Aufgaben
• 1. Nennen Sie alle Ausdrücke, die im Text über die neuassyrischen Königsinschriften in Anführungszeichen stehen.
• 2. Welche Krankheit vermutet man laut dem Text über die neuassyrischen Königsinschriften bei Asarhaddon?
• 3. Setzen Sie den Text über die neuassyrischen Königsinschriften im Anschluss an seinen letzten Satz fort.

Vorliegender Text
══════════
Was die für die politische Geschichte Assyriens zur Verfügung stehenden Quellen angeht, so sind deren wichtigste die neuassyrischen Königsinschriften. Man hat in der Forschung angemerkt, dass diese grundsätzlich übertreiben würden und im Hinblick auf einen angeblich besonders ruhmredigen mittelassyrischen König vom „Tiglatpileser-Prinzip“ gesprochen: Das Niederbrennen eines Getreidefeldes wäre in der königlichen Berichterstattung zur Eroberung des Landstrichs geworden, in dem das Feld lag. Dem ist allerdings entgegen zu halten, dass beileibe nicht alle neuassyrischen Könige ausführliche Inschriften beziehungsweise Feldzugsberichte hinterlassen haben, obwohl doch jeder von ihnen mehr als genug Gelegenheiten gehabt haben dürfte, irgendwo ein paar Felder niederzubrennen. Die Mehrzahl der überlieferten Königsinschriften stammt vielmehr von einigen wenigen besonders erfolgreichen Herrschern. Einen Titel wie „König bis hin zu den vier Rändern der Welt“ konnte man sich offenbar nicht einfach so zulegen, er musste vielmehr erkämpft werden. Natürlich sind alle neuassyrischen Königsinschriften in gewisser Weise Idealbiographien, in denen kleinere Erfolge zuweilen ausgeschmückt und Niederlagen generell verschwiegen werden, das heißt aber nicht, dass ihre Glaubwürdigkeit grundsätzlich in Frage zu stellen ist. Bisweilen ermöglichen zusätzliche Quellen auch einen ganz anderen Blick auf den in seinen Inschriften stets siegreichen assyrischen König: Asarhaddon etwa, der Eroberer Ägyptens, Liebling der großen Götter und, wie er sich auch nennt, König der Welt, erscheint im erhaltenen Briefwechsel mit seinen Ärzten als ein anscheinend chronisch kranker Mann, der unter anderem von einer schweren Hautkrankheit geplagt wurde – man vermutet lupus erythematodes disseminatus, auch bekannt als „Scheibenrose“.
══════════
Eingabedaten
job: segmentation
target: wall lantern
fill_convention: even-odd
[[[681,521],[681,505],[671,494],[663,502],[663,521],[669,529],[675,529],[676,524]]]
══════════
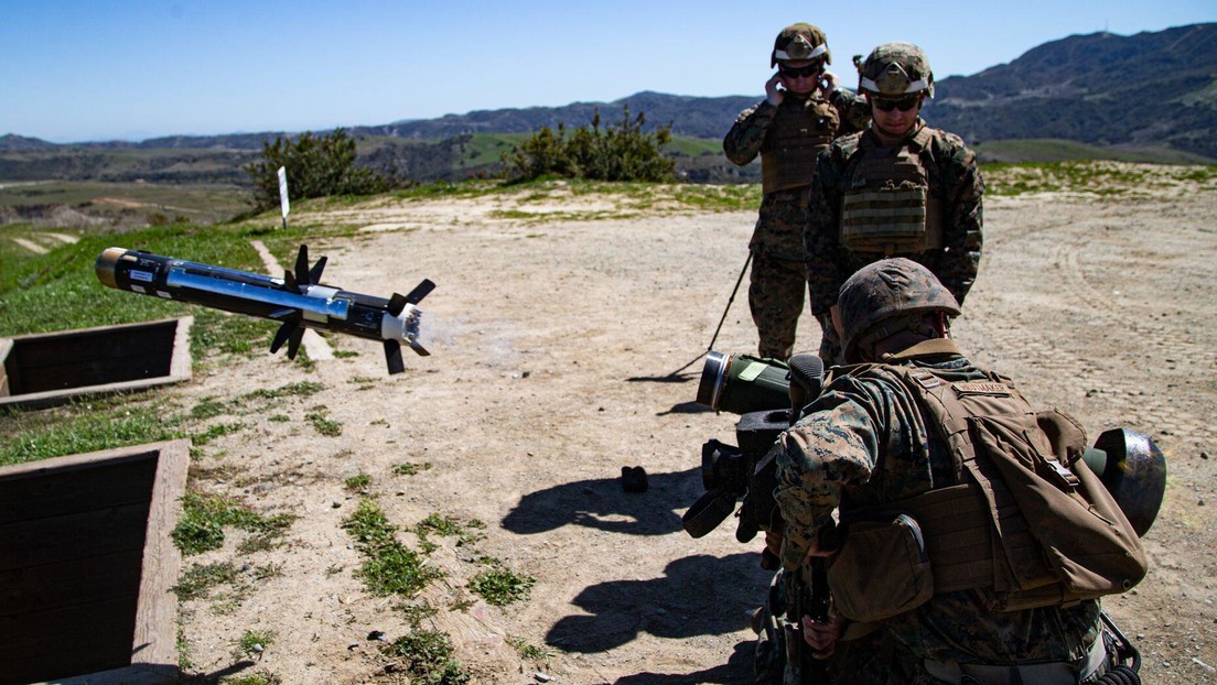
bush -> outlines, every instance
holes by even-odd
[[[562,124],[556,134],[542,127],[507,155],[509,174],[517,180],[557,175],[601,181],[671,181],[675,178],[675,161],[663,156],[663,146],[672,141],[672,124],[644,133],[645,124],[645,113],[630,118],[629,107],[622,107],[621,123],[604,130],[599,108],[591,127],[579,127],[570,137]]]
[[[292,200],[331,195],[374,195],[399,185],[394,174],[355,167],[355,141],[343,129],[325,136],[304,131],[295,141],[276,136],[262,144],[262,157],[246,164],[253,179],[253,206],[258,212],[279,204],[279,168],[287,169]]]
══════════
Lösungen je Aufgabe
• 1. „Tiglatpileser-Prinzip“, „König bis hin zu den vier Rändern der Welt“, „Scheibenrose“

• 2. Man vermutet lupus erythematodes disseminatus, auch bekannt als „Scheibenrose“.

• 3.
Reichtum an Quellen

Hiermit deutet sich zugleich der Reichtum an Quellen an, die für die hier behandelte Epoche zur Verfügung stehen: Unter Abertausenden bisher ausgegrabenen Keilschrifttafeln finden sich zahlreiche Briefe aus dem Archiv der assyrischen Staatskanzlei, unzählige Rechts- und Verwaltungsurkunden sowie Texte religiösen und medizinischen Inhalts. Ferner wird eine literarische Tradition greifbar, zu der nicht nur die großen Texte der mesopotamischen Keilschriftkultur wie das Gilgamesch-Epos gehörten, sondern auch kleine Geschichten wie diese: „Eine Spinne spann ihr Netz für eine Fliege. Eine Eidechse schlängelte sich gegen das Netz heran zu(m Fang) der Spinne.“ Mit diesem Beispiel sei ein möglicher Gegenentwurf zur folgenden Darstellung der politischen Geschichte Assyriens angedeutet. Mit anderen Worten: Assyrien war weit mehr als nur die brutale Kampfmaschine, die uns in den Königsinschriften entgegentritt.